---- Seitentext

Der Antragsteller beschäftigt ______ Arbeitnehmer. Die Pflichtzahl beträgt______. Zur Zeit werden _____ Schwerbehinderte beschäftigt.
Hiervon sind _____ älter als 50 Jahre. Bei _____ Arbeitnehmern / Arbeitnehmerinnen liegen die Voraussetzungen des § 90 SGB IX vor. Für weitere Auskünfte steht Ihnen Herr/ Frau ______ zur Verfügung. Wir fügen die Stellungnahme des Betriebsrates / der Schwerbehindertenvertretung bei.
________ Unterschrift
2. Schritt: Entscheidung des Integrationsamtes
Nachdem das Integrationsamt gem. § 87 Absatz 1 BetrVG eine Stellungnahme des Betriebsrat und der Schwerbehindertenvertretung eingeholt und den schwerbehinderten Menschen angehört hat (§ 87 Absatz 2 SGB IX) hat das Integrationsamt dann zwingend innerhalb eines Monats vom Tage des Eingangs Ihres Antrags an eine Entscheidung treffen (§ 88 Satz 1 SGB IX). Hierbei trifft das Integrationsamt seine Entscheidung, ob es Ihren Antrag gemäß § 87 Absatz 1 Satz 1 SGB IX stattgibt oder ablehnt grundsätzlich nach pflichtgemäßem Ermessen (Interessenabwägung).
Wichtiger Hinweis:
Ob die beabsichtigte Kündigung im Sinne des § 1 Absatz 2 Kündigungsschutzgesetz (KSchG) sozial gerechtfertigt ist, hat das Integrationsamt hierbei im Zusammenhang nach § 87 Absatz 1 SGB IX grundsätzlich nicht zu prüfen und ist den Arbeitsgerichten vorbehalten.
Beispiel:
"Kündigungsschutzgesetz als Kündigungsmaßstab der Ermessensentscheidung irrelevant" Das Integrationsamt hat sich bei der personenbedingten Kündigung von Bruno G. auf den Standpunkt gestellt, dass die Kündigung sozial ungerechtfertigt ist.

--------
---- Datenabschnitt

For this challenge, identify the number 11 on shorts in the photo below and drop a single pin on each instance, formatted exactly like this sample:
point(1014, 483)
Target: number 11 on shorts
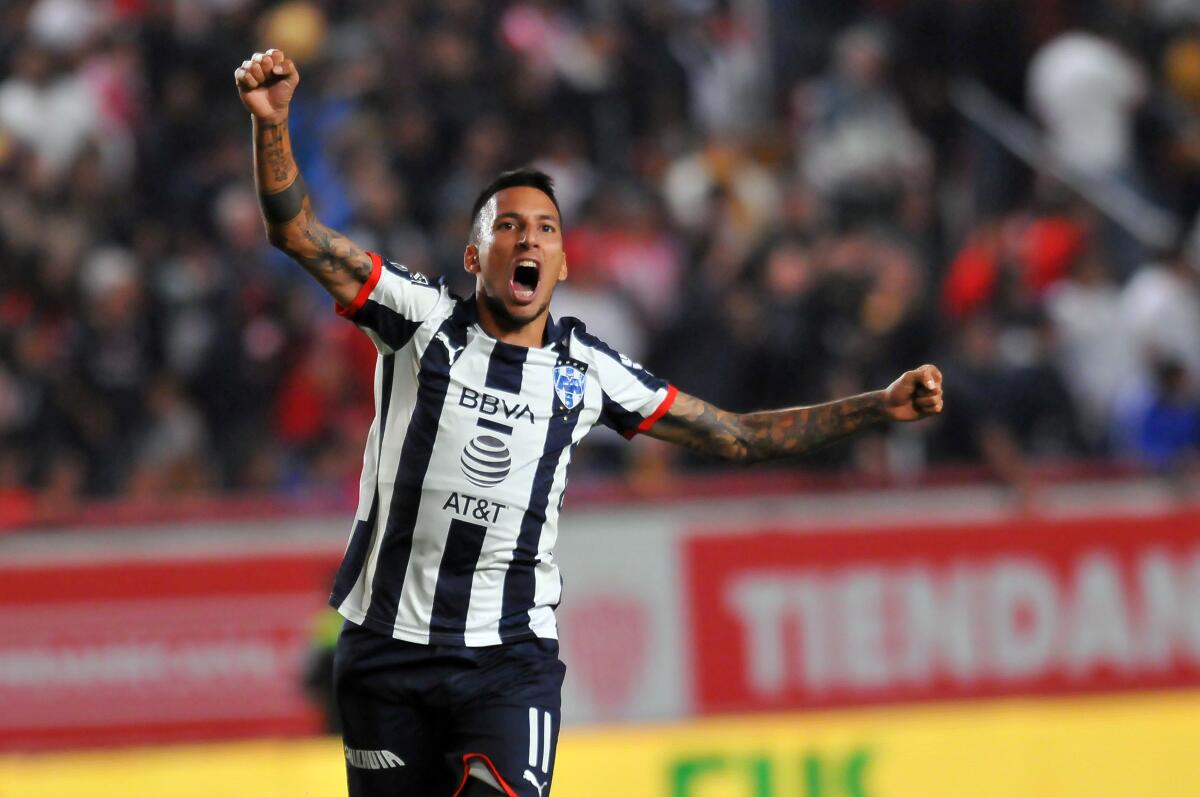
point(543, 725)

--------

> [Aufgaben]:
[1] Innerhalb welcher Frist muss das Integrationsamt laut dem Seitentext eine Entscheidung treffen?
[2] Gib den Abschnitt des Seitentexts von "Hiervon sind _____" bis "pflichtgemäßem Ermessen (Interessenabwägung)." erneut wieder und setze dabei überall "Äußerung" an die Stelle von "Stellungnahme".
Stütze dich ausschließlich auf den Seitentext.

> [Lösungen je Aufgabe]:
[1] Innerhalb eines Monats vom Tag des Antragseingangs an.

[2]
Hiervon sind _____ älter als 50 Jahre. Bei _____ Arbeitnehmern / Arbeitnehmerinnen liegen die Voraussetzungen des § 90 SGB IX vor. Für weitere Auskünfte steht Ihnen Herr/ Frau ______ zur Verfügung. Wir fügen die Äußerung des Betriebsrates / der Schwerbehindertenvertretung bei.
________ Unterschrift
2. Schritt: Entscheidung des Integrationsamtes
Nachdem das Integrationsamt gem. § 87 Absatz 1 BetrVG eine Äußerung des Betriebsrat und der Schwerbehindertenvertretung eingeholt und den schwerbehinderten Menschen angehört hat (§ 87 Absatz 2 SGB IX) hat das Integrationsamt dann zwingend innerhalb eines Monats vom Tage des Eingangs Ihres Antrags an eine Entscheidung treffen (§ 88 Satz 1 SGB IX). Hierbei trifft das Integrationsamt seine Entscheidung, ob es Ihren Antrag gemäß § 87 Absatz 1 Satz 1 SGB IX stattgibt oder ablehnt grundsätzlich nach pflichtgemäßem Ermessen (Interessenabwägung).